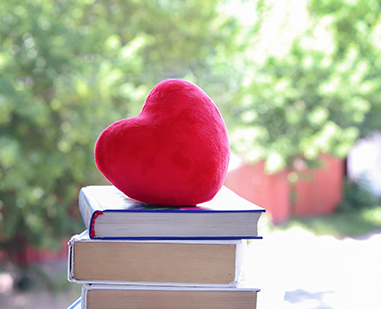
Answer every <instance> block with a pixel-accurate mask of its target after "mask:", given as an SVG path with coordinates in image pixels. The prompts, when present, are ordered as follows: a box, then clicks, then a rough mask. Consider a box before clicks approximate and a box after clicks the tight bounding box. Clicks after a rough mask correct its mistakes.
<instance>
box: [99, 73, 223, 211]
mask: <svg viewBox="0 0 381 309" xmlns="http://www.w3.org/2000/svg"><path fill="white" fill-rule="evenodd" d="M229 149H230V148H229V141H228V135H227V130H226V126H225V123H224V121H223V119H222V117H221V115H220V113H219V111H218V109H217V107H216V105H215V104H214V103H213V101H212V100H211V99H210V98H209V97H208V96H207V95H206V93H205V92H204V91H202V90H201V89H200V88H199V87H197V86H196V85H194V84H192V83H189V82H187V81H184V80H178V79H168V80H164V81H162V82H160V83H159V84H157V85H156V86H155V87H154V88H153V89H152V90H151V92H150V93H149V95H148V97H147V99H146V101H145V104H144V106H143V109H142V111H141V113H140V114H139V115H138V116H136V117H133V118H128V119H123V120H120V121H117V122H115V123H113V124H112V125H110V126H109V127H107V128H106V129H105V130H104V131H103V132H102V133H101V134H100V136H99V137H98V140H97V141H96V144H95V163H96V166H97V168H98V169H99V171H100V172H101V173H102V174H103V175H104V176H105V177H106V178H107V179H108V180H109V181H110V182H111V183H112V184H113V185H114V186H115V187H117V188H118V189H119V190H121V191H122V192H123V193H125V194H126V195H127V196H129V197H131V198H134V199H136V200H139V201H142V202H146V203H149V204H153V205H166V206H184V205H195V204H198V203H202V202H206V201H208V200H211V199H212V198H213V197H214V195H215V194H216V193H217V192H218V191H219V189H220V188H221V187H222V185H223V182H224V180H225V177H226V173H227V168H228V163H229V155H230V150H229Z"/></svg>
---
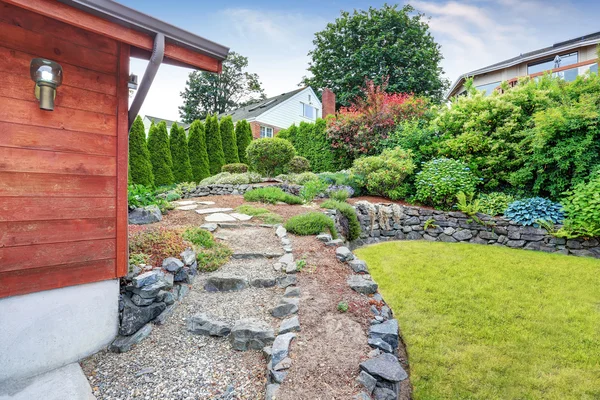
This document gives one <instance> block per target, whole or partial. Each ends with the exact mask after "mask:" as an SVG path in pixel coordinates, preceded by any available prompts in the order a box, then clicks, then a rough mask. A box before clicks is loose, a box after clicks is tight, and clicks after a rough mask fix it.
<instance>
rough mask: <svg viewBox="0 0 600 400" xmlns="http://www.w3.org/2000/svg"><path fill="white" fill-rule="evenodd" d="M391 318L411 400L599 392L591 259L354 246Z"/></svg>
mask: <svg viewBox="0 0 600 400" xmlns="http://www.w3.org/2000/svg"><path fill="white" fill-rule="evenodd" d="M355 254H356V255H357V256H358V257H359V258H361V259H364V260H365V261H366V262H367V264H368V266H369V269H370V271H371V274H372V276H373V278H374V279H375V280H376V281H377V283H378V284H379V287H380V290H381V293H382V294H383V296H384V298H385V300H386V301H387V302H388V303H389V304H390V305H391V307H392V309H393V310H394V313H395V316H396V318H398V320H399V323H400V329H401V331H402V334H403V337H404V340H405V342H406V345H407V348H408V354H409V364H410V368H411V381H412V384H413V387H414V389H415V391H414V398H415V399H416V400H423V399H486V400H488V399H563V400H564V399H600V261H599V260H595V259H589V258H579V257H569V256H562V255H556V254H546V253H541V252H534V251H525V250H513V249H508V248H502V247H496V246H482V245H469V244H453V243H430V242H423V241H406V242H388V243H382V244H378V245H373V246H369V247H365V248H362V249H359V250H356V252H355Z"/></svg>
* * *
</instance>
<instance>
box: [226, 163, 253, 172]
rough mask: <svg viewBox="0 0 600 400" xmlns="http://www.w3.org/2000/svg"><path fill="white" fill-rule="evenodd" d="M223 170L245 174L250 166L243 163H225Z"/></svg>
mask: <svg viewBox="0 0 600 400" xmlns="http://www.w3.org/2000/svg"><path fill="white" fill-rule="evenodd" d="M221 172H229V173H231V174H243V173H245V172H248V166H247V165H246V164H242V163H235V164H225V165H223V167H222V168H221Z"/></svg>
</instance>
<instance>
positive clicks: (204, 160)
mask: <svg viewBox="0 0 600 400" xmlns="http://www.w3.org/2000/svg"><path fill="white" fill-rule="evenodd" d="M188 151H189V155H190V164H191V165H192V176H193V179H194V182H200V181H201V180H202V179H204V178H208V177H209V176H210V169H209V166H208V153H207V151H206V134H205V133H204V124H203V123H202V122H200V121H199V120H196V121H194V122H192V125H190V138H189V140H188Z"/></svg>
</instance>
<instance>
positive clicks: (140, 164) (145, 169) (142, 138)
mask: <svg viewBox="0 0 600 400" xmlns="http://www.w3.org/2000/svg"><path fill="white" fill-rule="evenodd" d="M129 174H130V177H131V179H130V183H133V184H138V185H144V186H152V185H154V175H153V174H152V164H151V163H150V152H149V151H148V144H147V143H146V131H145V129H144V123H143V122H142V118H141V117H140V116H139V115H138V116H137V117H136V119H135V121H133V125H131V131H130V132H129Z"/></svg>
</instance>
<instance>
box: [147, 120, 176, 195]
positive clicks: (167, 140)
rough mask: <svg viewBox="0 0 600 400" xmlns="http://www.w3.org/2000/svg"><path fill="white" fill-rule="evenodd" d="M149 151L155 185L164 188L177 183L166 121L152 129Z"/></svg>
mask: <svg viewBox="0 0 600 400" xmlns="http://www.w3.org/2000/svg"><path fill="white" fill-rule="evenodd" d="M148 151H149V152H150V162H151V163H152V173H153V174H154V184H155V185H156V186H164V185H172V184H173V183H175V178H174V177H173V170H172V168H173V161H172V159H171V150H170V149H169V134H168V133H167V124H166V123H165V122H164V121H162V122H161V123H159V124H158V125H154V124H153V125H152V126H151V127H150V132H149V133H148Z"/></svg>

### WORK INSTRUCTION
Return each line from the rows above that contains the string "positive", copied in full.

### SOLUTION TO THIS EXERCISE
positive clicks: (204, 160)
positive clicks: (140, 164) (145, 169) (142, 138)
positive clicks: (167, 140)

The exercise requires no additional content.